**Document:**
☆ ☆ ☆ ☆ ☆ ☆ ☆
In [1]:
%%capture
pip install numpy pandas

In [2]:
import numpy as np
import pandas as pd

#### **Add user_id to slack dataframe**

In [3]:
df_slack = pd.read_csv('../sources/support_channels.csv')

In [4]:
df_slack.columns

Index(['Channel_ID', 'Channel_Slug', 'Timestamp', 'Timestamp_Thread',
       'User_ID', 'Full_Name', 'Email', 'Permalink', 'Text', 'Text_raw',
       'Slack_username', 'Team_ID', 'Team_Name', 'Is_Bot'],
      dtype='object')

In [5]:
auth_user = pd.read_csv('../sources/auth_user.csv')

In [6]:
auth_user.columns

Index(['id', 'first_name', 'last_name', 'email', 'date_joined'], dtype='object')

In [7]:
# Remove unnecessary columns
auth_user = auth_user.drop(columns=['first_name', 'last_name', 'date_joined'])

In [8]:
slack_with_user_id = df_slack.merge(auth_user, left_on='Email', right_on='email', how='left')

In [9]:
slack_with_user_id.columns

Index(['Channel_ID', 'Channel_Slug', 'Timestamp', 'Timestamp_Thread',
       'User_ID', 'Full_Name', 'Email', 'Permalink', 'Text', 'Text_raw',
       'Slack_username', 'Team_ID', 'Team_Name', 'Is_Bot', 'id', 'email'],
      dtype='object')

#### **Add slugs to cohort_users**

In [10]:
cohort_users = pd.read_csv('../sources/cohort_users.csv')

In [11]:
cohort_users.columns

Index(['id', 'role', 'finantial_status', 'educational_status', 'created_at',
       'updated_at', 'cohort_id', 'user_id', 'watching'],
      dtype='object')

In [12]:
# Consider only rows with student as role
cohort_users = cohort_users[cohort_users['role'].str.lower()=='student']

In [13]:
# Remove unnecessary columns
cohort_users = cohort_users.drop(columns=['id', 'role', 'finantial_status', 'educational_status', 'created_at', 'updated_at', 'watching'])

In [14]:
cohorts = pd.read_csv('../sources/cohorts.csv')

In [15]:
cohorts.columns

Index(['id', 'slug', 'name', 'kickoff_date', 'ending_date', 'current_day',
       'stage', 'language', 'created_at', 'updated_at', 'academy_id',
       'timezone', 'private', 'never_ends', 'schedule_id',
       'syllabus_version_id', 'online_meeting_url', 'remote_available',
       'current_module', 'history_log', 'is_hidden_on_prework'],
      dtype='object')
☆ ☆ ☆ ☆ ☆ ☆ ☆
**Excerpted data:**
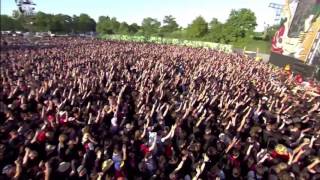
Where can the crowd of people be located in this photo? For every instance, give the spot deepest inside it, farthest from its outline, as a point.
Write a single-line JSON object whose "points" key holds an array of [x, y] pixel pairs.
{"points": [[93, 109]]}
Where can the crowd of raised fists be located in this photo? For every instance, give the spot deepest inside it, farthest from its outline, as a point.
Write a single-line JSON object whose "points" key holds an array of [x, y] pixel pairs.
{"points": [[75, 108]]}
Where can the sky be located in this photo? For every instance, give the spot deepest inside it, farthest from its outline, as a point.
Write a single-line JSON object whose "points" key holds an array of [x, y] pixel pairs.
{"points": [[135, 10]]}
☆ ☆ ☆ ☆ ☆ ☆ ☆
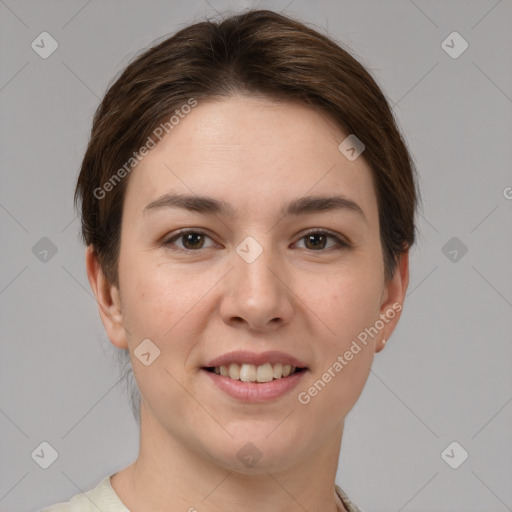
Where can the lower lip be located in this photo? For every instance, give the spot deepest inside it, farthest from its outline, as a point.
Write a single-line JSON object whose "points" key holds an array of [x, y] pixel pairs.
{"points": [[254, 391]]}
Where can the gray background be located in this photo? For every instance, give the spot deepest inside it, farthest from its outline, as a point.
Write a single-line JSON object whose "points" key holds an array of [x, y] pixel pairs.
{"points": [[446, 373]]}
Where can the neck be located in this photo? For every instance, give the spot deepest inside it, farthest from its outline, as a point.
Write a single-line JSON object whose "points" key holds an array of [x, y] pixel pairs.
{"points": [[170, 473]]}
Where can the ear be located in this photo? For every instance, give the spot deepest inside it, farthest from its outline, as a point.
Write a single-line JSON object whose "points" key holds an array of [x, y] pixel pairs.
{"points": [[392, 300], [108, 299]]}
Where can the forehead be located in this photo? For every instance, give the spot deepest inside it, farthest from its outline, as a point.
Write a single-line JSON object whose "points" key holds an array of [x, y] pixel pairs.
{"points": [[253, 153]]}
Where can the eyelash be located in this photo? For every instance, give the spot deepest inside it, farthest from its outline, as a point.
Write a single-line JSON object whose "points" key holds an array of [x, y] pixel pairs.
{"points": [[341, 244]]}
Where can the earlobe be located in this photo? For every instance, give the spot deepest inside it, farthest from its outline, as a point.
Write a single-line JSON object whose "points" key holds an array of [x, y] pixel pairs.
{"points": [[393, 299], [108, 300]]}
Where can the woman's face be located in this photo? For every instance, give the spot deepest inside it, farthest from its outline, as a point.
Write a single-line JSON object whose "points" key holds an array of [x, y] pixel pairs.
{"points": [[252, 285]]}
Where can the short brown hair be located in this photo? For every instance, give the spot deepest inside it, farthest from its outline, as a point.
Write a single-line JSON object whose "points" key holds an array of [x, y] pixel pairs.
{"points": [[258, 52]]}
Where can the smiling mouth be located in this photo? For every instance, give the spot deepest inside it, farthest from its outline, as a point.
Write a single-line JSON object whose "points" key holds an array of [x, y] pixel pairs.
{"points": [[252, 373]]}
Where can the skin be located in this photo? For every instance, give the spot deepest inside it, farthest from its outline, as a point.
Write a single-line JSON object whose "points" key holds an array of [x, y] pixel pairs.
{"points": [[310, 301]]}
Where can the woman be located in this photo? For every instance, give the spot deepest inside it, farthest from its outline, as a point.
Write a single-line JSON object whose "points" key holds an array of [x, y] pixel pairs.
☆ ☆ ☆ ☆ ☆ ☆ ☆
**Given exercise A:** Translate the comment "Remove unnecessary columns" from the notebook into French.
**Given exercise B:**
Answer these questions from the notebook above:
(i) Which CSV file is read into df_slack?
(ii) In the merge that creates slack_with_user_id, which auth_user column is matched to the Email column of df_slack?
(iii) Which role value does the filter on cohort_users keep?

**Written reply A:** Supprimer les colonnes inutiles.

**Written reply B:**
(i) ../sources/support_channels.csv
(ii) email
(iii) student